Task requirements: Print the data that follows exactly.

-------- Material for this task

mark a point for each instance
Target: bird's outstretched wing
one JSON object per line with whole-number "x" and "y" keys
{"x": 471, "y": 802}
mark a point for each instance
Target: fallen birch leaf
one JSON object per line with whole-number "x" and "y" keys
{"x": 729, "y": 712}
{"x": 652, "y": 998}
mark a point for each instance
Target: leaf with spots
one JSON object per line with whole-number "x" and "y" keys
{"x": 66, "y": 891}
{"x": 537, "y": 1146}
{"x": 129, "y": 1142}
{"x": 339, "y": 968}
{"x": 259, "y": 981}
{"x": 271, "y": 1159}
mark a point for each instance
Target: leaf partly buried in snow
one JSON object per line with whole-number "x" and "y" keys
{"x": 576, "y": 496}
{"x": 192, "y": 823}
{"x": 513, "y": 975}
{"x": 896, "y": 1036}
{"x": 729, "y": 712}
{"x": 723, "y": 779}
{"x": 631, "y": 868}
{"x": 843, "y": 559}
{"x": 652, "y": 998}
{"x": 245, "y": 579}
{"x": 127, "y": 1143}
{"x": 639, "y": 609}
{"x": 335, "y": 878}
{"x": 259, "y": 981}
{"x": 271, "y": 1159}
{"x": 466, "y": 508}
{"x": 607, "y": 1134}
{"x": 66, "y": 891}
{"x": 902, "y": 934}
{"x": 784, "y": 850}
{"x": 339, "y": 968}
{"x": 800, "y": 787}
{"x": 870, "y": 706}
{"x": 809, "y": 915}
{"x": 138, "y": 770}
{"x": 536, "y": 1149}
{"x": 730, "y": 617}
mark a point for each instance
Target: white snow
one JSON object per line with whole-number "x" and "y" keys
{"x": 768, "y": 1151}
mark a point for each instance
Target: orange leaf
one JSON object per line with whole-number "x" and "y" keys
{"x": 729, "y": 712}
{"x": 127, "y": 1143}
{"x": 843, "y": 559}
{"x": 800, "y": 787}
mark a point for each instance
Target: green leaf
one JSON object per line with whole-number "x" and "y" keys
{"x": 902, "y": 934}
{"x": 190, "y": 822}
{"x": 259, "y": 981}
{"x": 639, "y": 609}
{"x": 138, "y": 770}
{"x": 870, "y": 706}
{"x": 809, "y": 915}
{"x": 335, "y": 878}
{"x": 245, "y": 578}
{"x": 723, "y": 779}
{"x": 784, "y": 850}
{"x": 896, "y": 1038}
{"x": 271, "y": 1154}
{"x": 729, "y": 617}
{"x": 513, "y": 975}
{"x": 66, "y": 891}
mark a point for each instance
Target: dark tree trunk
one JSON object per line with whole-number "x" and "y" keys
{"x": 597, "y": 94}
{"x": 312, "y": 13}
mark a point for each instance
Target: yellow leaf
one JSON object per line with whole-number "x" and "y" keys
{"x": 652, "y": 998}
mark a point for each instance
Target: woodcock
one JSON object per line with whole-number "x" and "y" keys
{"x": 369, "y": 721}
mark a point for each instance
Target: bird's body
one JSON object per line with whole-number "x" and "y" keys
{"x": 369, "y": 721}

----------------

Written response:
mark a point for each instance
Target: bird's outstretched wing
one JSON object per line with whole-number "x" and "y" keys
{"x": 471, "y": 802}
mark a point for each instance
Target: fallen birch leaf
one JSON object per line with whole-number "x" and "y" keys
{"x": 729, "y": 712}
{"x": 652, "y": 998}
mark a point for each instance
Target: leaf with spots
one JSON object per line with whole-number "x" and "y" keys
{"x": 66, "y": 891}
{"x": 537, "y": 1146}
{"x": 129, "y": 1142}
{"x": 339, "y": 968}
{"x": 259, "y": 981}
{"x": 271, "y": 1159}
mark a point for each instance
Target: leaf partly buried in snow
one JSON object per line with whole-number "x" and "y" keys
{"x": 576, "y": 496}
{"x": 192, "y": 823}
{"x": 513, "y": 975}
{"x": 896, "y": 1036}
{"x": 729, "y": 712}
{"x": 723, "y": 779}
{"x": 631, "y": 868}
{"x": 843, "y": 559}
{"x": 652, "y": 998}
{"x": 245, "y": 579}
{"x": 127, "y": 1143}
{"x": 639, "y": 609}
{"x": 335, "y": 878}
{"x": 259, "y": 981}
{"x": 271, "y": 1159}
{"x": 466, "y": 508}
{"x": 607, "y": 1134}
{"x": 66, "y": 891}
{"x": 902, "y": 934}
{"x": 784, "y": 850}
{"x": 339, "y": 968}
{"x": 800, "y": 787}
{"x": 870, "y": 706}
{"x": 809, "y": 915}
{"x": 138, "y": 770}
{"x": 536, "y": 1149}
{"x": 730, "y": 617}
mark a point for each instance
Target: white snow
one JSON object per line with whole-number "x" and "y" keys
{"x": 768, "y": 1151}
mark a point for each instance
Target: orange leaf
one JSON object per line with whole-number "x" and "y" keys
{"x": 729, "y": 712}
{"x": 127, "y": 1143}
{"x": 843, "y": 559}
{"x": 800, "y": 787}
mark a point for each instance
Target: green leaf
one JSON object per line with whole-number "x" and "y" keys
{"x": 902, "y": 934}
{"x": 190, "y": 822}
{"x": 259, "y": 981}
{"x": 639, "y": 609}
{"x": 138, "y": 770}
{"x": 870, "y": 706}
{"x": 809, "y": 915}
{"x": 335, "y": 878}
{"x": 245, "y": 578}
{"x": 723, "y": 779}
{"x": 784, "y": 850}
{"x": 896, "y": 1038}
{"x": 271, "y": 1154}
{"x": 729, "y": 617}
{"x": 513, "y": 975}
{"x": 66, "y": 891}
mark a point for each instance
Target: dark tree trunk
one JSON object per line with whole-number "x" and "y" keys
{"x": 597, "y": 94}
{"x": 312, "y": 13}
mark a point for each instance
Target: yellow leaf
one JSON object per line with whole-number "x" and "y" keys
{"x": 652, "y": 998}
mark a point for each instance
Target: woodcock
one JSON object per line with whole-number "x" and "y" keys
{"x": 369, "y": 721}
mark a point for each instance
Target: bird's body
one JSON object per line with whole-number "x" and "y" keys
{"x": 369, "y": 721}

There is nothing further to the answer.